◆ Your task:
Pull out every line of the data below that contains the string "query", and give each one in full.

## Start Dataset extract

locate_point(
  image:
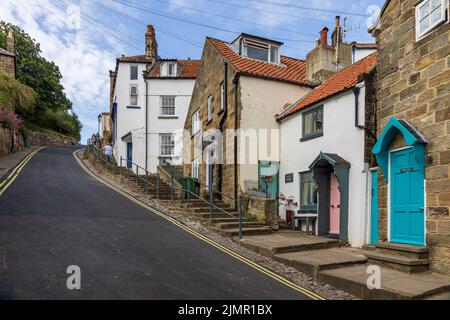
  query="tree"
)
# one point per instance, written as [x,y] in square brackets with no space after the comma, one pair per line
[44,77]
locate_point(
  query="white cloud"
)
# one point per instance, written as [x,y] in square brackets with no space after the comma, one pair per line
[69,41]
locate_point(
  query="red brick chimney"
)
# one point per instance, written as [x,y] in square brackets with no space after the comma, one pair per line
[151,46]
[324,37]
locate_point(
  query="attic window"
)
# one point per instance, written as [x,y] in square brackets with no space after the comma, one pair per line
[429,14]
[261,51]
[168,69]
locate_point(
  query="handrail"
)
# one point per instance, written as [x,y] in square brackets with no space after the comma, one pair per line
[239,204]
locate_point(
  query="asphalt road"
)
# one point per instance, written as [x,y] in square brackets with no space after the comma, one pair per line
[55,215]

## End Dataset extract

◆ Reply to the exercise:
  query="tree"
  query="white cloud"
  query="red brick chimney"
  query="attic window"
  query="handrail"
  query="asphalt road"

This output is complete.